What you have to do:
Extract only the lines from the start of the entries below to the line with "positive clicks: (376, 168) (422, 109)", inclusive; omit every picture.
:: Source information ::
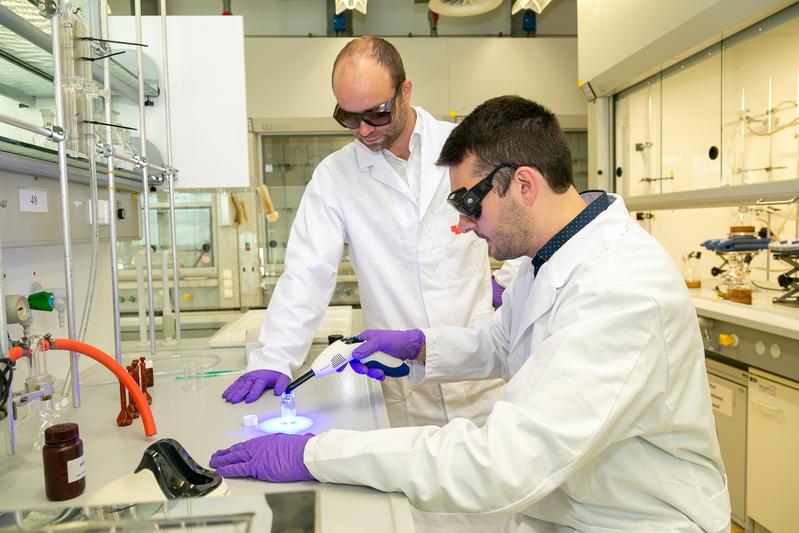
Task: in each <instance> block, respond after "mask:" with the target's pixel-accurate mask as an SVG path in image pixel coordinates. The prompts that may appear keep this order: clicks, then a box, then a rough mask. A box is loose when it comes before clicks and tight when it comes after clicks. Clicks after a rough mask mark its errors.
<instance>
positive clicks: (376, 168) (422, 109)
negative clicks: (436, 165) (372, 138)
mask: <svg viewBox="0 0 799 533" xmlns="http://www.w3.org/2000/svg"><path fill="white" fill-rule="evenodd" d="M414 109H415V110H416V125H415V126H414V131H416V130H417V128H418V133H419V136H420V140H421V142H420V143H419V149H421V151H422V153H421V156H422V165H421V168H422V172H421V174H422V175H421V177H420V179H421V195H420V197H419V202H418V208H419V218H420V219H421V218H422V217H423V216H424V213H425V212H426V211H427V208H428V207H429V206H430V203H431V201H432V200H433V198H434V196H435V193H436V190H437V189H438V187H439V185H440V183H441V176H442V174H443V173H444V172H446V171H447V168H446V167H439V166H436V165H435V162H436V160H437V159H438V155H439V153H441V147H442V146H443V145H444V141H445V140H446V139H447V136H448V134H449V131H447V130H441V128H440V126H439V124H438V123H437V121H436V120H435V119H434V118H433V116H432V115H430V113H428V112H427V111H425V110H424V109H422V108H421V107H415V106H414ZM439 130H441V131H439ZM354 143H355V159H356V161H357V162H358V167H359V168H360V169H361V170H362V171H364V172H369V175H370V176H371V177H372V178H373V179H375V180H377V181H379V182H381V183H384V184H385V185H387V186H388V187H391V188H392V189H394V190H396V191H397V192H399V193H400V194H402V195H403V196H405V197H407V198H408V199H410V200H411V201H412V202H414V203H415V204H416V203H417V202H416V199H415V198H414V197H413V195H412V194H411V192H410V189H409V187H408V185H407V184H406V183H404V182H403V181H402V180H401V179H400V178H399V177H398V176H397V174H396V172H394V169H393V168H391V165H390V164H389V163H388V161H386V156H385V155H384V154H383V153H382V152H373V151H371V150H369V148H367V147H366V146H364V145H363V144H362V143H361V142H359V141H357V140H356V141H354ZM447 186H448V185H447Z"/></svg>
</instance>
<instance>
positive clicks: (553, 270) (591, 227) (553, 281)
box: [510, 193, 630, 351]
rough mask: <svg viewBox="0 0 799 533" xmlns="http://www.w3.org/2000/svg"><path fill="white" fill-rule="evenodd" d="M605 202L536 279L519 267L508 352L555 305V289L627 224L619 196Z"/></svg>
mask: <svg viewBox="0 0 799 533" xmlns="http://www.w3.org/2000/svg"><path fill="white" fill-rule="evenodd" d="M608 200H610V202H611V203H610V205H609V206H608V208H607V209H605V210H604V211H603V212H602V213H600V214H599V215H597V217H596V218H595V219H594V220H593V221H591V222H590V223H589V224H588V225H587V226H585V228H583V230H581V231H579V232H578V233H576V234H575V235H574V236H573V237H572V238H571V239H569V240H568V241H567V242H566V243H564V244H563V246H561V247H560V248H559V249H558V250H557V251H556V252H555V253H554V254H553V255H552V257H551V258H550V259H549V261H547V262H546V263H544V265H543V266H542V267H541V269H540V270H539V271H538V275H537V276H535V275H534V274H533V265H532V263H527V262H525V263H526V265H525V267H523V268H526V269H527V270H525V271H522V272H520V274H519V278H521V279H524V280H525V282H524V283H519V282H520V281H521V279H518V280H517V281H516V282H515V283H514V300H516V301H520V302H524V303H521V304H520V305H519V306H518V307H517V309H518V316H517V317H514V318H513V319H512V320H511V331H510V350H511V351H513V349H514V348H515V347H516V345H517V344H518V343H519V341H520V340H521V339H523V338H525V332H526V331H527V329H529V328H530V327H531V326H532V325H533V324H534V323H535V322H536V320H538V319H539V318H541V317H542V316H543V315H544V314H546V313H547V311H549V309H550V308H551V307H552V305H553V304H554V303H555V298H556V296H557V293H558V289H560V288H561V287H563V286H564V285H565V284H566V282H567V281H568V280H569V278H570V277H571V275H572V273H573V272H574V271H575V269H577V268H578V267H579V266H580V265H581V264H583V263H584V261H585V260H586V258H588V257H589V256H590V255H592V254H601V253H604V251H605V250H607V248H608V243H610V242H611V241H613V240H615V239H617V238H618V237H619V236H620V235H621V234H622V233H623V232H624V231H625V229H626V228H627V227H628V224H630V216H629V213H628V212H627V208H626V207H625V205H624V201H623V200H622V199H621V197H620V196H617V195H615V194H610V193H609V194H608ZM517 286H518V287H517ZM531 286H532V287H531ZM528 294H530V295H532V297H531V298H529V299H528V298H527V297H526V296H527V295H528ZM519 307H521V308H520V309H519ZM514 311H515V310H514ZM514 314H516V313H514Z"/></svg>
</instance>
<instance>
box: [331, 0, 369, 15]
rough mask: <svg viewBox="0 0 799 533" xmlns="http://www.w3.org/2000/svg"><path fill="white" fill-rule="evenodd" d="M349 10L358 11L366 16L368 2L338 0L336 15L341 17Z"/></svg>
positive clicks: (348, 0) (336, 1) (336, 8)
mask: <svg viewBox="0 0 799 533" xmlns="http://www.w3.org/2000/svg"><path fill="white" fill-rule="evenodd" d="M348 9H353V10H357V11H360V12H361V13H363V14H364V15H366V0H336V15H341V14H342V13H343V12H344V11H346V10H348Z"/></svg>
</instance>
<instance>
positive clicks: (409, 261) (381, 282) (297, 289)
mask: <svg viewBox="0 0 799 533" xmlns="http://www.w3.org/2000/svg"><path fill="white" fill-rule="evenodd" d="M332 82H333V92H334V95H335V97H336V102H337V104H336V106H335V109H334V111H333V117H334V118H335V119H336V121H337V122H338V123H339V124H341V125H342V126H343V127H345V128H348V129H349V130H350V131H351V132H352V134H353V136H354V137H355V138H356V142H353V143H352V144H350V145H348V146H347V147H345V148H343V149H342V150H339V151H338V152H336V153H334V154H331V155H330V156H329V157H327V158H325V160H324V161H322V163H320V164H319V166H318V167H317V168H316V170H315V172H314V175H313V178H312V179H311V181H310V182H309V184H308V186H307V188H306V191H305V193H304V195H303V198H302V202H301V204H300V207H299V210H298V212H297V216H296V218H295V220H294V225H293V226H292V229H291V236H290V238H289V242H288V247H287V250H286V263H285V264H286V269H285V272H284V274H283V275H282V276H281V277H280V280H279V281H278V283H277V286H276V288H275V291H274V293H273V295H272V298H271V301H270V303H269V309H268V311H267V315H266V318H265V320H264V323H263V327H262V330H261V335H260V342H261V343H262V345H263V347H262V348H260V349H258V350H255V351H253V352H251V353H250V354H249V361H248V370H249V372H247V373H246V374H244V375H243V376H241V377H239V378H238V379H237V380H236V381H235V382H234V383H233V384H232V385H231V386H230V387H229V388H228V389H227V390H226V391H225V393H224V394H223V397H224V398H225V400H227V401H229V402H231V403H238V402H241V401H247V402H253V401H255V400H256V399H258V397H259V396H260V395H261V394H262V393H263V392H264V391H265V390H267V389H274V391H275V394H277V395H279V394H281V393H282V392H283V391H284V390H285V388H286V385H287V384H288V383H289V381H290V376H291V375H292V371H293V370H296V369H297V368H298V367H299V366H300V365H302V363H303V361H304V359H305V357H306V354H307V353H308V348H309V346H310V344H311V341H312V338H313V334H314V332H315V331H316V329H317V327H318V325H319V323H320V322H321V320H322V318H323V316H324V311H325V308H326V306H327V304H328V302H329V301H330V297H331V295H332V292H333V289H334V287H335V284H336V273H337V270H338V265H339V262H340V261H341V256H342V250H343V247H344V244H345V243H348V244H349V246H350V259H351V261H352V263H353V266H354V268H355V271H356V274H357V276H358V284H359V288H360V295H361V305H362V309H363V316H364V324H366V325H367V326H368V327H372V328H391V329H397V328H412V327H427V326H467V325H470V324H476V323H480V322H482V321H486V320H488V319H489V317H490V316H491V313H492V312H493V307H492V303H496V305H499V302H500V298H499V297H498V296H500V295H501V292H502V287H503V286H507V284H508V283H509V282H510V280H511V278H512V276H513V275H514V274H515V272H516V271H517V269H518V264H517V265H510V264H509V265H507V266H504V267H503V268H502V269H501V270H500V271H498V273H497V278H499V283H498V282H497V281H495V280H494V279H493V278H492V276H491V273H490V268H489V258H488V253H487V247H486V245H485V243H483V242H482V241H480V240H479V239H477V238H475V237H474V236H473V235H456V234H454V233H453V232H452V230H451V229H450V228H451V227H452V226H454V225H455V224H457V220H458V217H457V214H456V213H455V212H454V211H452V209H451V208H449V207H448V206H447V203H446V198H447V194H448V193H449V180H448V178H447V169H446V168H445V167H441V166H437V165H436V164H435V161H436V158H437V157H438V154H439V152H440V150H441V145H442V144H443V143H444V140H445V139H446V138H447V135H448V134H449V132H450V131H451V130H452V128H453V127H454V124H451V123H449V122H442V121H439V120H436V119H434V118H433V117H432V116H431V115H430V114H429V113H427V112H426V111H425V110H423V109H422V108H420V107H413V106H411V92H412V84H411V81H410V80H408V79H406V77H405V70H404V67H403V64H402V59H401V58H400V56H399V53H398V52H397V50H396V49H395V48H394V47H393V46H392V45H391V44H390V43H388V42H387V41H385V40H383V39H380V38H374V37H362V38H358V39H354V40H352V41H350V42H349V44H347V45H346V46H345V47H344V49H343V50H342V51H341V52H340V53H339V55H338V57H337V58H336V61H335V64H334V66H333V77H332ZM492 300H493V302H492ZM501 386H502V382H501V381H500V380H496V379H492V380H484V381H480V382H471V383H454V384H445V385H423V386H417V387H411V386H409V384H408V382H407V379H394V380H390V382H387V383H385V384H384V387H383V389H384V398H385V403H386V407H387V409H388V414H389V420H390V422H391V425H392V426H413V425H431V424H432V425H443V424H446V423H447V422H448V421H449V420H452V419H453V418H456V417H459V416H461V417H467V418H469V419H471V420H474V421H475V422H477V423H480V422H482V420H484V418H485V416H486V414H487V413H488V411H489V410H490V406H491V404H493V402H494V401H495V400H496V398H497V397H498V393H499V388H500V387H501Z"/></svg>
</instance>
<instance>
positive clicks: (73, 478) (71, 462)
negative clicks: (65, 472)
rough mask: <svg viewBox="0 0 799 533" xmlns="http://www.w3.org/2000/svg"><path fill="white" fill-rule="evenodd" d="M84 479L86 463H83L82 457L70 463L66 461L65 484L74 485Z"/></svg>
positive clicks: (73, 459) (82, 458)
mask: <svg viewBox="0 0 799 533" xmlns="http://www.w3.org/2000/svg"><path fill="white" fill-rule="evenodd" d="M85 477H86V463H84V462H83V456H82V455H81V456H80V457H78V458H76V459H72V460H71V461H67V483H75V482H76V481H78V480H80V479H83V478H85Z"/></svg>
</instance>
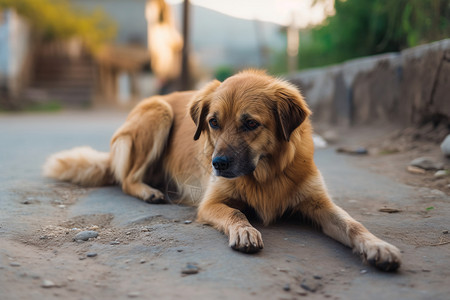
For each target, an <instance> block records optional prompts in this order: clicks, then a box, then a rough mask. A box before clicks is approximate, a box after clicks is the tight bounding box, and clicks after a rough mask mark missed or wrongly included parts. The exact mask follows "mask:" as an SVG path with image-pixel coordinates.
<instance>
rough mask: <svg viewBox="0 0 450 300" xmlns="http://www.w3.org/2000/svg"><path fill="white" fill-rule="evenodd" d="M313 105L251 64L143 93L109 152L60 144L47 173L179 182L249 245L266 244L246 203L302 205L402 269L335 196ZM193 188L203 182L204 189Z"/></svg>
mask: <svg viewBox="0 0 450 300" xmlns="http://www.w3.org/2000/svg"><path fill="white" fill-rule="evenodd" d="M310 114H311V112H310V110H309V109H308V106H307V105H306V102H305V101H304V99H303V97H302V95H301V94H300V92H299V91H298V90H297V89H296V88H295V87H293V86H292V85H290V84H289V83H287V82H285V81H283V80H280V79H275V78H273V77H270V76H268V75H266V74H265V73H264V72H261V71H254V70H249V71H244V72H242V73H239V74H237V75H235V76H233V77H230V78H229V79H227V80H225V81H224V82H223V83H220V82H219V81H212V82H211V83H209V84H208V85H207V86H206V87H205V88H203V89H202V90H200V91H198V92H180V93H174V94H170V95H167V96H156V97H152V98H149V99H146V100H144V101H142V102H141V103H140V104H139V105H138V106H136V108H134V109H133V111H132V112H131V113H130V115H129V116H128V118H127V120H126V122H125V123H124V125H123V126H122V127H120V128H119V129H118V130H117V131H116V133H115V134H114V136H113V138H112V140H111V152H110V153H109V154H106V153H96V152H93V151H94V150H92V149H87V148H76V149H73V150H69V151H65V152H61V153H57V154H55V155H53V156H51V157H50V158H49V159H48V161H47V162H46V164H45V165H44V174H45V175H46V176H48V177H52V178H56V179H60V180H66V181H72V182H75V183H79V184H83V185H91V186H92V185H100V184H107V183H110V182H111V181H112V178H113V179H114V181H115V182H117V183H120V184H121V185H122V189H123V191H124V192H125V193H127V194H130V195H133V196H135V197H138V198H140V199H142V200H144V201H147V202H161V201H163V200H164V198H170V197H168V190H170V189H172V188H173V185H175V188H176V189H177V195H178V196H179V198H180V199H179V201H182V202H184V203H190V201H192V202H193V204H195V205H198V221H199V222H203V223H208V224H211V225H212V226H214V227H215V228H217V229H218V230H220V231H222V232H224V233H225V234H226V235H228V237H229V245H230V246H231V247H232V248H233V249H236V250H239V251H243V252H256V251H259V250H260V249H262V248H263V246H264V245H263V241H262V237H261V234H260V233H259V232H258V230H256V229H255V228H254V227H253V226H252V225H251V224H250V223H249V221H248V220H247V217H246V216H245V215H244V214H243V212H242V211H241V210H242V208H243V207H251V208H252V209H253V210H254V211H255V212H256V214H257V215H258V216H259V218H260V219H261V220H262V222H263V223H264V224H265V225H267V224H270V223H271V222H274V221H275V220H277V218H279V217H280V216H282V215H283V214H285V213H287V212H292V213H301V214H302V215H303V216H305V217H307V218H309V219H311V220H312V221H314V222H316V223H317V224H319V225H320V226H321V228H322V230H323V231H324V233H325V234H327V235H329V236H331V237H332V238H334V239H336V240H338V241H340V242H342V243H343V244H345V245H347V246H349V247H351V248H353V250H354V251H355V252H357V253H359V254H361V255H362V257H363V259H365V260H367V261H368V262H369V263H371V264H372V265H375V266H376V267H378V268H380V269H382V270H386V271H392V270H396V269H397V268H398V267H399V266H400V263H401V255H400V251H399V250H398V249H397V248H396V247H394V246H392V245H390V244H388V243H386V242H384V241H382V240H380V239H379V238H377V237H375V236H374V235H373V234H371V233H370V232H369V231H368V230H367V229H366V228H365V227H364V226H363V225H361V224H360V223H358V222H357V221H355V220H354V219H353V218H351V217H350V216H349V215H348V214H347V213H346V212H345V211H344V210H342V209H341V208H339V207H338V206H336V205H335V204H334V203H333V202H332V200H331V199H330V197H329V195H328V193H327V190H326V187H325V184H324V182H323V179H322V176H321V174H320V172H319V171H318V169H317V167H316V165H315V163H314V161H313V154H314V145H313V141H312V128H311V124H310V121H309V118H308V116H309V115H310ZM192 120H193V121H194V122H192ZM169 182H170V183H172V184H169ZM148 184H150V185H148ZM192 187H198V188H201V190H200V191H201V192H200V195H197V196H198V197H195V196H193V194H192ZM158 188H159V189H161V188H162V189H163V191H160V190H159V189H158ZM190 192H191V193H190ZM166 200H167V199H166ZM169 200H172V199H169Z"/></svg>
:::
Your solution:
Task: in each <instance> block, respond after "mask:" with the target's pixel-accurate mask as an SVG path in image pixel coordinates. The prompts that may appear keep this order: clicks, then a box, then a rough mask. A box is loose when it comes before clicks and tight when it comes after clicks. Clicks after a rough mask mark its errors.
<instance>
positive clicks: (376, 168) (422, 109)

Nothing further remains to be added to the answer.